* Data entries *

● ● ●

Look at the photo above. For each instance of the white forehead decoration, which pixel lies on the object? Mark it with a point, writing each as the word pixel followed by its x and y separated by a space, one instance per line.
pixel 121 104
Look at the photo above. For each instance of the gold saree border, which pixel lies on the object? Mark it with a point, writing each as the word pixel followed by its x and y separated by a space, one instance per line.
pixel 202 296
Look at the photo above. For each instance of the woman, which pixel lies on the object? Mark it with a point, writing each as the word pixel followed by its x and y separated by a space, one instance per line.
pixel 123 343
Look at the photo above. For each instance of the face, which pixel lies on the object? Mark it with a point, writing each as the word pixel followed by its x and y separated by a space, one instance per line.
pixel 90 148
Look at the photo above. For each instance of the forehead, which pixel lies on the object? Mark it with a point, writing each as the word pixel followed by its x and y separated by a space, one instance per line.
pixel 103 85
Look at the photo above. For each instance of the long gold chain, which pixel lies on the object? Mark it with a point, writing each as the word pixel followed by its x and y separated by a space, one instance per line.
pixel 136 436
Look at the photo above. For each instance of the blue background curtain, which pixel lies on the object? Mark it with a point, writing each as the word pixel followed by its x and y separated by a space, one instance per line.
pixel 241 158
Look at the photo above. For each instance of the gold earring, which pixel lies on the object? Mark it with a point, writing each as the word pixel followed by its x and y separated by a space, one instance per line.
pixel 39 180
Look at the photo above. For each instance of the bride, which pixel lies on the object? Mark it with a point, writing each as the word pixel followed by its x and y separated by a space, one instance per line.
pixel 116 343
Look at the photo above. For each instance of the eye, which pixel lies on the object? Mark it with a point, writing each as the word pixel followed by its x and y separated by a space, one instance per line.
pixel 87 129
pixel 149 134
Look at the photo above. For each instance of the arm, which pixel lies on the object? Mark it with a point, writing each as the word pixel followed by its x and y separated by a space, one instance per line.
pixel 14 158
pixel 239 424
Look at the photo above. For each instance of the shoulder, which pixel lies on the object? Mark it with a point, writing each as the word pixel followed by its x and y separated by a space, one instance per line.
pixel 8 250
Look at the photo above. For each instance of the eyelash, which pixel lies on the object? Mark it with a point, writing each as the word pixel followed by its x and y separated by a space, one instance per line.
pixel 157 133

● ● ●

* Exercise brief *
Write the data out again in full. Match it word for word.

* Exercise solution *
Look at the photo above. For each instance of the white forehead decoration, which pixel lies on the object? Mark it with a point, writing each as the word pixel followed by its x and y separated by a space, one instance per line.
pixel 121 104
Look at the photo above. For each instance of the gold saree border, which pixel lies on the object? Mark it with a point, writing each as the word pixel followed by its x and y separated by a space, one instance per line.
pixel 202 296
Look at the photo above. For each instance of the woman, which pixel lies on the object? Mark it with a point, writing each as the word pixel followed by its x and y separated by a space, one instance per line.
pixel 123 343
Look at the photo above. For each instance of the face, which pixel lies on the object? Mark it with a point, writing each as the word pixel followed by its x and y separated by a space, one instance per line.
pixel 90 148
Look at the photo above. For each instance of the forehead, which pixel lies on the object? Mark it with a point, writing each as the word pixel followed by its x and y separated by a space, one instance per line.
pixel 103 85
Look at the photo above. For each instance of the long gold chain, which pixel lies on the object? Mark it with a point, writing each as the word pixel followed by its x and y separated by a space, one instance per line.
pixel 136 436
Look at the photo above. For each instance of the blue background curtain, which pixel lies on the object? Mark it with a point, writing each as the word pixel followed by its x and y separated by a space, one instance per line.
pixel 241 158
Look at the photo above. For each instance of the gold earring, which pixel lies on the object? Mark it with a point, writing each as the word pixel followed by its x and y separated by a space, one instance per line.
pixel 39 180
Look at the photo above. For each instance of the bride, which pixel lies on the object? Mark it with a point, writing each as the word pixel followed by its x and y separated by a space, one instance per line.
pixel 116 343
Look at the photo above. For each instance of the eye, which pixel lies on the object? Mark it with a point, writing each as the word pixel followed by its x and y separated by a space, one instance per line.
pixel 87 129
pixel 149 134
Look at the photo above. For each instance of the arm, which pixel lies on the object? Mark it with a point, writing each as the word pixel followed by its x and y separated by a space, one instance per line.
pixel 14 158
pixel 239 424
Look at the photo above. For each instance of the shoulder, which pixel lies on the object? Mark it with a point, writing each as the word pixel followed by its x and y separated by a space, one instance per line.
pixel 8 250
Look at the photo above. For each instance of the eyelash, which pixel lies on the object? Mark it with a point, writing each as the word pixel followed by its x and y separated by a space, one instance per line.
pixel 157 133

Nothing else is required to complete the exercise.